> Exercise prompt:
Please write out every line of the material exactly.
• • • • • • •
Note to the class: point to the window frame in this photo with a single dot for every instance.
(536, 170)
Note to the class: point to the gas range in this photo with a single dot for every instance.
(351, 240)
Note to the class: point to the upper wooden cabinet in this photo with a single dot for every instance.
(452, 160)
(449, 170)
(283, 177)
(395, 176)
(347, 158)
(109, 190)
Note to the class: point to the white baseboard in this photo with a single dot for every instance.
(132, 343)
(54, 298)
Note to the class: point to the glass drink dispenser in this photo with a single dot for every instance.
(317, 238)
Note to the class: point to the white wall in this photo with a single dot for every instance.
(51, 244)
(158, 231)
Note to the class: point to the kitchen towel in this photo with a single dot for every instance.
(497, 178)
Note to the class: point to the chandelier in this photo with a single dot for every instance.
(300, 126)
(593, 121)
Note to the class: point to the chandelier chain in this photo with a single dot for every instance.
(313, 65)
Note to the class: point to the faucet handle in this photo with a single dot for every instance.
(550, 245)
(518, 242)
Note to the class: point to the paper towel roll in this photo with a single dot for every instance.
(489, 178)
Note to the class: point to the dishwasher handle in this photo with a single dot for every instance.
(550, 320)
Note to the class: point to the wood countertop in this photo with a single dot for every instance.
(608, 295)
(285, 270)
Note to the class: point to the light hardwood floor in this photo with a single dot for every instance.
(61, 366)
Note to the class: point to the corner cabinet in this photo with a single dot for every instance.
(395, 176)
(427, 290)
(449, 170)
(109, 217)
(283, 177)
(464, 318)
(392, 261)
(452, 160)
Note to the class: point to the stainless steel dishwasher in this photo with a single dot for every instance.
• • • • • • •
> Answer below:
Note to the class: point to the window frame in this photo with a single dot for every instance.
(536, 170)
Note to the class: point to the gas range in this photo with a single dot for every instance.
(351, 240)
Note to the class: point to the upper wooden cabinet in this photo with a single dot for every instance.
(452, 160)
(449, 170)
(283, 177)
(395, 176)
(347, 158)
(109, 190)
Note to the class: point to the white baseboard in this photo with a single dot for every instance.
(132, 343)
(54, 298)
Note to the class: point to the glass drink dispenser in this photo with a single dot for every instance.
(317, 238)
Note to the class: point to the white wall in this photo with a single dot for every instance.
(51, 244)
(158, 231)
Note to the class: point to the kitchen towel in this photo with a single dot for every instance.
(497, 178)
Note to the class: point to the chandelier in this photo with a single dot for every instance.
(300, 126)
(593, 121)
Note to the class: point to the chandelier chain in this photo with a single dot for every instance.
(313, 65)
Note to the class: point to the faucet handle in this photo with a single dot for every instance.
(550, 245)
(518, 242)
Note to the class: point to the paper towel roll in this photo with a single dot for every instance.
(489, 178)
Note to the class: point to the dishwasher handle in this photo with a single dot for every instance.
(550, 320)
Note to the class: point to the wood countertop in this photo with a single dot for every instance.
(608, 295)
(285, 270)
Note to the class: point to the light hardwood floor in this photo with a single dot for every instance.
(61, 366)
Note to the class: point to the corner cabinet in this photo with a single dot for every instance.
(395, 176)
(427, 290)
(449, 170)
(109, 217)
(283, 177)
(464, 318)
(392, 261)
(452, 160)
Note to the class: point to the stainless steel dishwasher in this photo with a single dot for every instance.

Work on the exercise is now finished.